──────── Extract provided ────────

# Silliest Picture of your Golden



## maggiesmommy

Since I have been spending a lot of my time reading the "Dumping your puppy" thread, which is very sad and dark, I need a little bit of a giggle, so, please, share the silliest picture you can find of your golden...the one picture that makes you smile no matter how sad you are. I will start: 

Maggie demonstrating the  emoticon.


----------



## kwhit

Here's a goofy one of Savanah...she used to go under the curtains and then frame her face with them. Made me laugh every time ::


----------



## kwhit

Here's one of Chance being silly, (sorry it's so big), and one of Lucy being...well, being Lucy:


----------



## Buddy's mom forever

Buddy used to do the same thing like Savanah.


----------



## Rainheart

Great thread! This is the best one I have of Beamer! Yes, he is asleep!


----------



## Sosoprano

I can't decide between these two  Pippa was around 15 weeks old at the time.


----------



## Bob Dylan

Well, my Lennon is a real Clown he makes us laugh all the time, it sure does help when I have an off day!!!


----------



## Bentley's Mom

This is Bentley's. He's on the couch and not supposed to be.










I swear he was thinking if I close my eyes I'll be invisible


----------



## LaylaBauer1718

The first picture is baby Layla cuddling with her blanket.
The second is of baby Bauer sleeping comfortably on his back.


----------



## SeaMonster




----------



## iansgran

Jaro wants lunch.


----------



## Ivyacres

Honey...Mmm, ice cream and 'I know Dad's gonna share his ice cream too.'


----------



## KatieBlue'sMidnightSky

OMG! My girl used to do this too! Never was able to be quick enough to snap a photo! Too cute!

──────── Entries shown ────────

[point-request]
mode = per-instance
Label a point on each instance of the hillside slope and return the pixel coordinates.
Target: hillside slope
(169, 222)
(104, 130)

────────

• _Written tasks_
**1.** Reproduce the records word for word, including every line.
**2.** Continue the forum thread about silly pictures of golden retrievers from the point where it stops.
The records bear no relation to the text.

• _Task responses_
**1.**
[point-request]
mode = per-instance
Label a point on each instance of the hillside slope and return the pixel coordinates.
Target: hillside slope
(169, 222)
(104, 130)

**2.**
kwhit said:


> Here's a goofy one of Savanah...she used to go under the curtains and then frame her face with them. Made me laugh every time ::


----------



## SimTek

*The Summer days have all been fun
My swimming pool was destroyed by the rays of the sun
The leaves are changing,the start of Fall
All I have now are my sticks and my ball
Samantha*


----------



## Nyahsmommy

*Silly pics*

The first one is of Nyah imitating her fox that shes playing with and the second is her sitting goofy. :


----------



## Bob Dylan

maggiesmommy said:


> Since I have been spending a lot of my time reading the "Dumping your puppy" thread, which is very sad and dark, I need a little bit of a giggle, so, please, share the silliest picture you can find of your golden...the one picture that makes you smile no matter how sad you are. I will start:
> 
> Maggie demonstrating the  emoticon.


Thank You for starting this post, I so needed it........


----------



## mudEpawz

smile for the camera :


----------



## Sam's Mom

Quinn's a jowly girl and upside down it is much worse! She is totally happy.


----------



## amy22

Ive had this one for a while! Cracked me up! I cant believe she let me do thiis to her! LOL Heres Holly!


----------



## LDGrillo

Here is one of each...

1) Caught Starla in a yawn
2) Came home to our girl Ally sitting in the laundry bin on top of a blanket, ni front of the heat register. She just loves to be warm. I call her Ally-cat because she likes to snuggle
3) Our Mango (now at the bridge), when she was a puppy. She picked up a pepper from the garden! Mango was always so proud whenever something was in her mouth. Sometimes I think she believed we couldn't see whatever she had


----------



## Maddie'sMom2011

Thank you, thank you, I needed to see some upside down dogs!


----------



## Maddie'sMom2011

She's a silly girl! Wait until you see the next one.


----------



## MicheleKC87

Here are two of Lily


----------



## LDGrillo

MicheleKC87 said:


> Here are two of Lily


 OMG that one with the stick is hilarious!


----------



## CAROLINA MOM

Maggiesmommy-thanks much for starting this thread! Great pictures everyone.

Here's a couple of my two goofballs.........


----------



## mylissyk

Robbie and Bart
Lilah's usual sleeping position


----------



## rubysdoghouse

Awe this is a good thread.
In the first pic I am explaining to Dundee how we play hide and seek and telling him that he can hide first. The second pic is him hiding:doh: Don't think he got the whole idea of "hide"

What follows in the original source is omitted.